◆ WHAT YOU WILL DO
Convert the lines in the items below, from the line containing "Can you find the girl wearing" through the line containing "[[433, 369], [419, 382], [436, 371], [260, 384]]", into a JSON list with one string per line, skipping any blank lines. Include both of those end lines.

^^^^^^^^

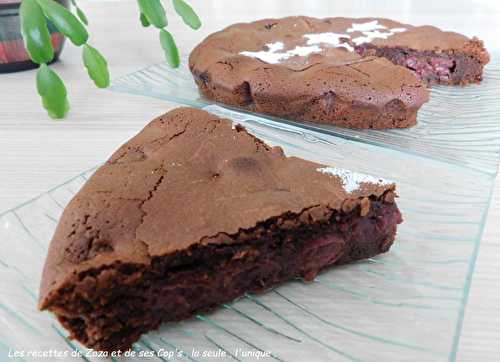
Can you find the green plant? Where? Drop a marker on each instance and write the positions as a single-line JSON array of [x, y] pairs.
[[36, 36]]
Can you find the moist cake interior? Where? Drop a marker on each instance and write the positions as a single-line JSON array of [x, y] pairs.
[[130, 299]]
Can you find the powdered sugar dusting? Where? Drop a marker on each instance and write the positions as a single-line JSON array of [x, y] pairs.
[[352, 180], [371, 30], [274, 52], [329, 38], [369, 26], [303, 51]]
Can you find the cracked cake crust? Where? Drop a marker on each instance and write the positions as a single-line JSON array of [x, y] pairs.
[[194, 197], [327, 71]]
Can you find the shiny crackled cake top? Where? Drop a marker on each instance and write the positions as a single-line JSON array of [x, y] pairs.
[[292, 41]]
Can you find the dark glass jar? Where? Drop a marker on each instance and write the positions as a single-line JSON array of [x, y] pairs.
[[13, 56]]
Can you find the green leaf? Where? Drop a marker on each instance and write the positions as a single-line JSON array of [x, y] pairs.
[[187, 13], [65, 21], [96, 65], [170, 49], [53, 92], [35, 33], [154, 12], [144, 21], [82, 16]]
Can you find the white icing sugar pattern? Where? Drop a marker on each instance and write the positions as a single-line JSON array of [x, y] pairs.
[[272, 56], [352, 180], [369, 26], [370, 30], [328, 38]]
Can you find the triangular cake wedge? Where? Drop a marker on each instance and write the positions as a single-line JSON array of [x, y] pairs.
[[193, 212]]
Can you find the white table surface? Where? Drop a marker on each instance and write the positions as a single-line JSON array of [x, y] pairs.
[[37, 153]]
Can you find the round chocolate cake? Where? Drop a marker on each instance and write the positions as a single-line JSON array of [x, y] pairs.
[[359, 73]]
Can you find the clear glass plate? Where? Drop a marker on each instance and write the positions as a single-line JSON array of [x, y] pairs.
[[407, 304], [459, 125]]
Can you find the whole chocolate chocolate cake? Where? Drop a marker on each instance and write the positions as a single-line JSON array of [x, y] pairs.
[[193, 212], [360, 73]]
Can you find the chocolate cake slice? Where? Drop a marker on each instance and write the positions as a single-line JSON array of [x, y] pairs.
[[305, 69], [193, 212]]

^^^^^^^^

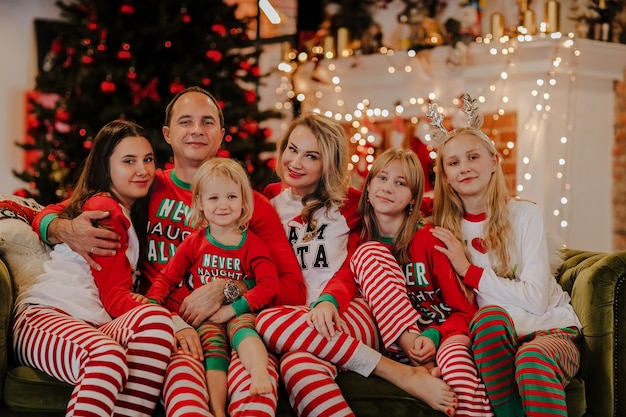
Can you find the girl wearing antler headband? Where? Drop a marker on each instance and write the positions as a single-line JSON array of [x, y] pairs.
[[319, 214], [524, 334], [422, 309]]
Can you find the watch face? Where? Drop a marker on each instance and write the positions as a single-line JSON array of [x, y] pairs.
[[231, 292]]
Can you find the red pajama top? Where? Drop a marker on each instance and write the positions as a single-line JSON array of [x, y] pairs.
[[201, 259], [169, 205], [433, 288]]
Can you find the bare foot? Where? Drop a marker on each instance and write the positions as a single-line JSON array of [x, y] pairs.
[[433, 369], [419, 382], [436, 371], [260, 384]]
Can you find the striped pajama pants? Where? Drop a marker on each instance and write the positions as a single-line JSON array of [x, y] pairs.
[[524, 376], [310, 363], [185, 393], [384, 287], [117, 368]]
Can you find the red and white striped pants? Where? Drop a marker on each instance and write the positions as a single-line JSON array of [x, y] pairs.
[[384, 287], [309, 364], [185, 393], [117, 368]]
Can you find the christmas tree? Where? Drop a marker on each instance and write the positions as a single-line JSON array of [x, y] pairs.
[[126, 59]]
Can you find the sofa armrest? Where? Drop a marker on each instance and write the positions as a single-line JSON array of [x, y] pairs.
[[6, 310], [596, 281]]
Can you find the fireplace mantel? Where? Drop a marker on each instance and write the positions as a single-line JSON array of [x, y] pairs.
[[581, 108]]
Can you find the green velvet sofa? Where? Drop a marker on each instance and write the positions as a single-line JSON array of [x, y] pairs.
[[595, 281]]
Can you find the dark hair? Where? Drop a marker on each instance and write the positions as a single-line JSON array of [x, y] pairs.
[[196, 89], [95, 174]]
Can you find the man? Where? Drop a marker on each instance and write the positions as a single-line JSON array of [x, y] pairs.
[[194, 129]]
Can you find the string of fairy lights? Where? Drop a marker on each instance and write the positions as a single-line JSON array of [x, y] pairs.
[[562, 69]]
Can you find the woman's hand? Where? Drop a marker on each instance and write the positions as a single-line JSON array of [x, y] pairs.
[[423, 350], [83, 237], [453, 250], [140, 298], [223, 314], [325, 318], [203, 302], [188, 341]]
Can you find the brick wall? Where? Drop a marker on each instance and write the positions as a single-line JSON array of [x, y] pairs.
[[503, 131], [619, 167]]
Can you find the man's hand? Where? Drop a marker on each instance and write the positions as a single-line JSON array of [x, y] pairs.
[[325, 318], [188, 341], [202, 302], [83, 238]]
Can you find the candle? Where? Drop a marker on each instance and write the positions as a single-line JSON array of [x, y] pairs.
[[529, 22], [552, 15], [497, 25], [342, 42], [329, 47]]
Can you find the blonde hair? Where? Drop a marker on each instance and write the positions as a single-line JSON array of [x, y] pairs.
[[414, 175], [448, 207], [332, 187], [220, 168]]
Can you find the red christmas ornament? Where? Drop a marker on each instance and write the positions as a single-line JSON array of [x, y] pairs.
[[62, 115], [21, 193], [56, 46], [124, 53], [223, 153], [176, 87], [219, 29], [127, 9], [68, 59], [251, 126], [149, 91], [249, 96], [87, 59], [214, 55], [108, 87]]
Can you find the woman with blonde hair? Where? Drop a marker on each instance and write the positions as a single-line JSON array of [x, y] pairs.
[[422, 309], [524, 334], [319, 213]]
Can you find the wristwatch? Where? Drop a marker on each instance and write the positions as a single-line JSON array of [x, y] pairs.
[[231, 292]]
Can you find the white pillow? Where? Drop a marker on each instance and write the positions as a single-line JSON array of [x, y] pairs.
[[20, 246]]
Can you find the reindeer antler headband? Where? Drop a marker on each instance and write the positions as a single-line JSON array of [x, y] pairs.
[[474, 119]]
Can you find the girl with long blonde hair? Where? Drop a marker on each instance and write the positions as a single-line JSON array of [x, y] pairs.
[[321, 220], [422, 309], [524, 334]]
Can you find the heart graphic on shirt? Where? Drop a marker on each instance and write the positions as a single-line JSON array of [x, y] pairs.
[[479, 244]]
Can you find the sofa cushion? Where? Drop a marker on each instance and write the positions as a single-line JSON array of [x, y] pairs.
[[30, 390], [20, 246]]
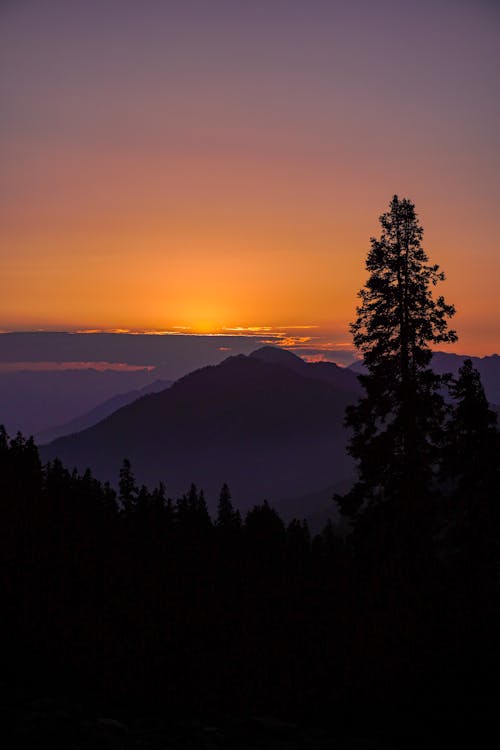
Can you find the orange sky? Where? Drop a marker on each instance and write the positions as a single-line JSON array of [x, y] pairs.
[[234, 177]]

^^^^^^^^

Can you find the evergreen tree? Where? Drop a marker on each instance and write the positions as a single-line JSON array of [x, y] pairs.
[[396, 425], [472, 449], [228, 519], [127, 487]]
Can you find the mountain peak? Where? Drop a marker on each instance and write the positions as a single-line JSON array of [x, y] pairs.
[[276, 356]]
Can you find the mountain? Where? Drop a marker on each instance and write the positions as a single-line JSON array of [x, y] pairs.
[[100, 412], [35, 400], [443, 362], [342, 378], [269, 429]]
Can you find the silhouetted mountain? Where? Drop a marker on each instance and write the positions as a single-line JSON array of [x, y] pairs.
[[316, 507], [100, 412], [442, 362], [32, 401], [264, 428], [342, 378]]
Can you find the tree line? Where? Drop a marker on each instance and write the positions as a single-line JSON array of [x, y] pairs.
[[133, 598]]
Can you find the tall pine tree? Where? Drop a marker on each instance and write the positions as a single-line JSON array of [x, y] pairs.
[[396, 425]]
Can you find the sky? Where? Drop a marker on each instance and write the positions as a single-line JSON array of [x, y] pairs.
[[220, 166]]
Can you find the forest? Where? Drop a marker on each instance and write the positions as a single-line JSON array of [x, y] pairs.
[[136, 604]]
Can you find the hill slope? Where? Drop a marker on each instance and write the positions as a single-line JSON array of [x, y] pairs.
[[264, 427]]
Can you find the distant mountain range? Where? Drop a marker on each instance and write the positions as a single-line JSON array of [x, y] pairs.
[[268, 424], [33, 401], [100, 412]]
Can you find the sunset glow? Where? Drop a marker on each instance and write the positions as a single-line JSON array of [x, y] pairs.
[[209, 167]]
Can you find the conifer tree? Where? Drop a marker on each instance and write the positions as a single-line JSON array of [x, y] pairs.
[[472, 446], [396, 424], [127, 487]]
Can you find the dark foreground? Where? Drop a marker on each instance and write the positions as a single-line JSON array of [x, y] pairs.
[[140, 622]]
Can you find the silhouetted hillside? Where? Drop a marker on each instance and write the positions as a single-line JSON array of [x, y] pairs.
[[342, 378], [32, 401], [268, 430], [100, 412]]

^^^^^^^^

◆ THE RESPONSE
[
  "Can you find the girl wearing antler headband? Where? Drop a marker on each instance and write the positions as a single-line JSON array of [x, y] pairs.",
  "[[319, 214], [524, 334], [422, 309]]",
  "Can you find the watch face? Where? Drop a marker on each instance and write the positions as a single-line JSON array of [x, y] pairs.",
  "[[231, 292]]",
  "Can you find the red pajama top? Where? Drop a marker on each instance and write the positions as a single-line JSON array of [x, y] pairs.",
  "[[201, 259], [169, 205], [433, 288]]",
  "Can you find the bare foot? Where? Drop a marker on each instance and write the positions as a single-line JSON array of [x, y] pairs.",
  "[[433, 369], [419, 382], [436, 371], [260, 384]]"
]